• **DATASET EXTRACT**:
-=-=-
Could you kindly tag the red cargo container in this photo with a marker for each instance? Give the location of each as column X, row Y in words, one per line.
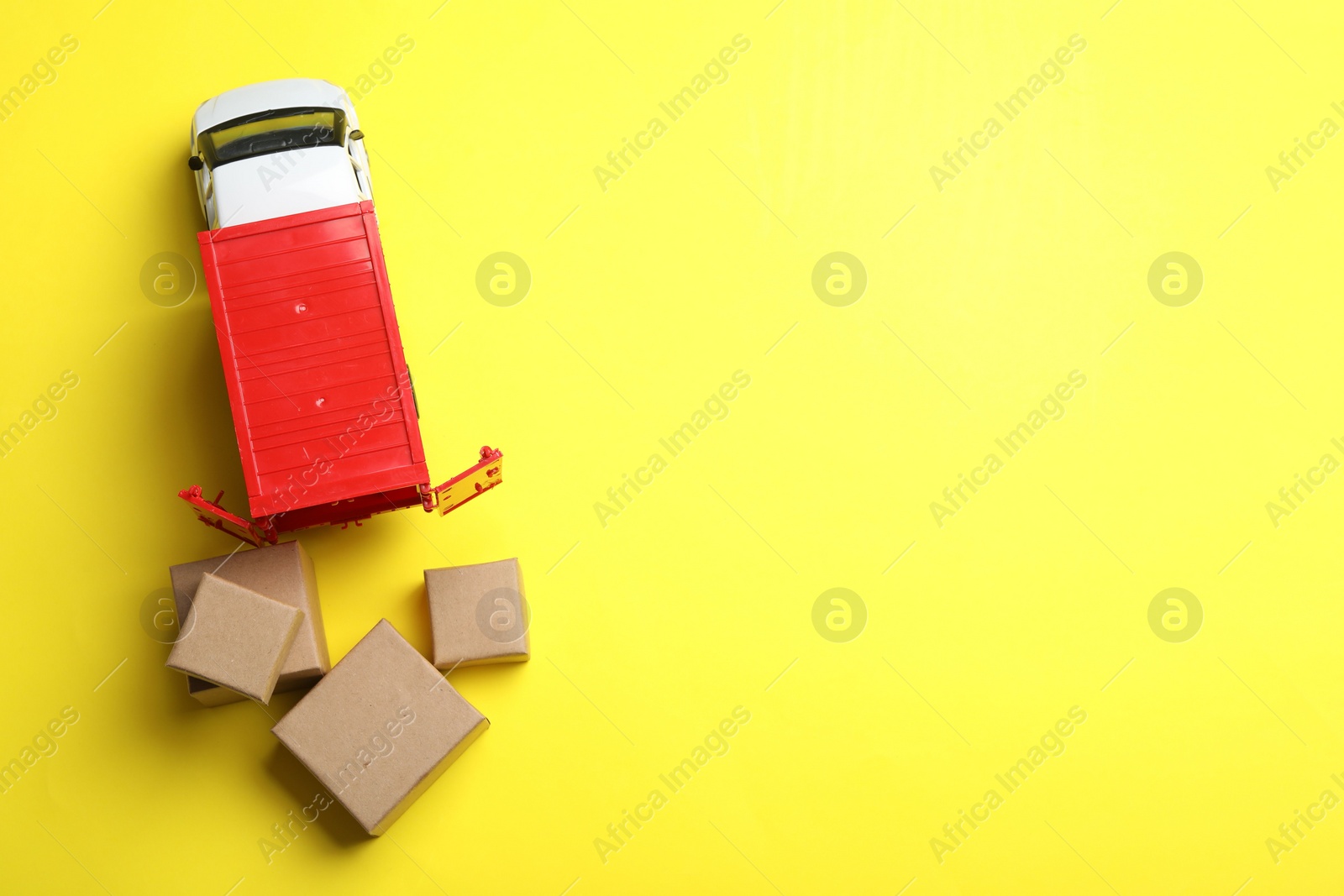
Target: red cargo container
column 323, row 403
-=-=-
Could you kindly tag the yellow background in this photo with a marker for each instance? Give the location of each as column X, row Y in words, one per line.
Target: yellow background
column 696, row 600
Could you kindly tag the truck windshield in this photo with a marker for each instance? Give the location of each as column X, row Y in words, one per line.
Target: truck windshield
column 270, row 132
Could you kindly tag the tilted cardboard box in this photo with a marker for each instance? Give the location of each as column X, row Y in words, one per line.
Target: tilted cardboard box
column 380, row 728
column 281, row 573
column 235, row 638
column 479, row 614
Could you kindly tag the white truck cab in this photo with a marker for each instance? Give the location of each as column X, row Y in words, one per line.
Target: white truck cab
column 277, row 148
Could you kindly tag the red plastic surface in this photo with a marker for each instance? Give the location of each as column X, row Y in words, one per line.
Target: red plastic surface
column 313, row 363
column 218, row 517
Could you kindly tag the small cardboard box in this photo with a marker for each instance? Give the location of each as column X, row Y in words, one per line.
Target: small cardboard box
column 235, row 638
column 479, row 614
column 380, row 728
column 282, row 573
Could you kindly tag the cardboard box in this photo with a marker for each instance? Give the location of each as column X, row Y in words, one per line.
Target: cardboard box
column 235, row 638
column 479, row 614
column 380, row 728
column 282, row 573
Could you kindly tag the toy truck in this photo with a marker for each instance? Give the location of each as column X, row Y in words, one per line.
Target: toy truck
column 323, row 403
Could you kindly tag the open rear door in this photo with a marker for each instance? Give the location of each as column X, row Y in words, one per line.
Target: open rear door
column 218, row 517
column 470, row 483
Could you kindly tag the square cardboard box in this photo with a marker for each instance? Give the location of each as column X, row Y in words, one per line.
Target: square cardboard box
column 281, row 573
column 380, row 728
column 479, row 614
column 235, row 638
-=-=-
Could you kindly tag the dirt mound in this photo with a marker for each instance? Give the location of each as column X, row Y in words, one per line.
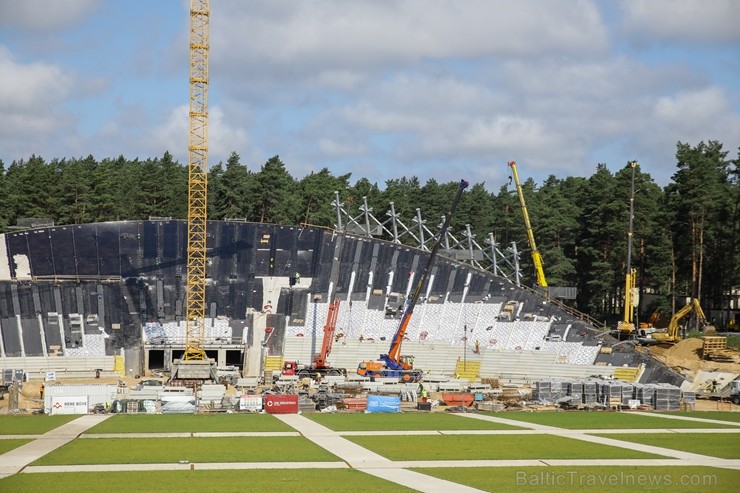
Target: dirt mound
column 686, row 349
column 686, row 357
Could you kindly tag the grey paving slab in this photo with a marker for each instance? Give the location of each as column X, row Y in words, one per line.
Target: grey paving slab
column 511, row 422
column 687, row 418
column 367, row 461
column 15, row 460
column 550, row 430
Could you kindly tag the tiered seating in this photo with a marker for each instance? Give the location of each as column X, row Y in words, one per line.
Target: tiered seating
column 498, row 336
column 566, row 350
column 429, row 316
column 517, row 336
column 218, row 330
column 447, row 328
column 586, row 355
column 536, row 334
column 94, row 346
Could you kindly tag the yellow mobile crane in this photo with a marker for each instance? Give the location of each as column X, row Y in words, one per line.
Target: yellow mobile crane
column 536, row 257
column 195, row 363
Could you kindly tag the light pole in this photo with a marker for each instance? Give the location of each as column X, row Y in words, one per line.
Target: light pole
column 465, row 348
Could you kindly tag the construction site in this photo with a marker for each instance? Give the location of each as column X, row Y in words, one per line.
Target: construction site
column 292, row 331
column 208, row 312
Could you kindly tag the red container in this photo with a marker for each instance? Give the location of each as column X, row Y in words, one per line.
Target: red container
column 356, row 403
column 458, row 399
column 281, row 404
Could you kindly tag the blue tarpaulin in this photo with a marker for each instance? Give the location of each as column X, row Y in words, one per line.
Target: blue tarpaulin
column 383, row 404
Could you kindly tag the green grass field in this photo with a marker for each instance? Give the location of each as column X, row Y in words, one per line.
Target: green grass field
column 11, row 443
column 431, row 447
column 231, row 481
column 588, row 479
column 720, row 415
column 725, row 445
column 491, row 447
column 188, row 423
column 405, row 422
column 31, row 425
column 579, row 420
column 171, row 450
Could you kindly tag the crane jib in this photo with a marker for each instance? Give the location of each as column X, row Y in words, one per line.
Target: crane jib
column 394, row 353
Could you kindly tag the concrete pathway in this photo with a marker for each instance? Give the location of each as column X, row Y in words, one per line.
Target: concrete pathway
-=-=-
• **WHAT IS EXPECTED**:
Rename "construction site" to "building site" in the entries between the lines holding "Could you kindly tag the construction" and "column 208, row 312", inclusive, and give back only those lines with everything else unchanged.

• **SOLVED PROBLEM**:
Could you kindly tag the building site in this photo with a marker for each instance? Give the location of each as column X, row Y in words, one per line.
Target: building site
column 292, row 331
column 208, row 312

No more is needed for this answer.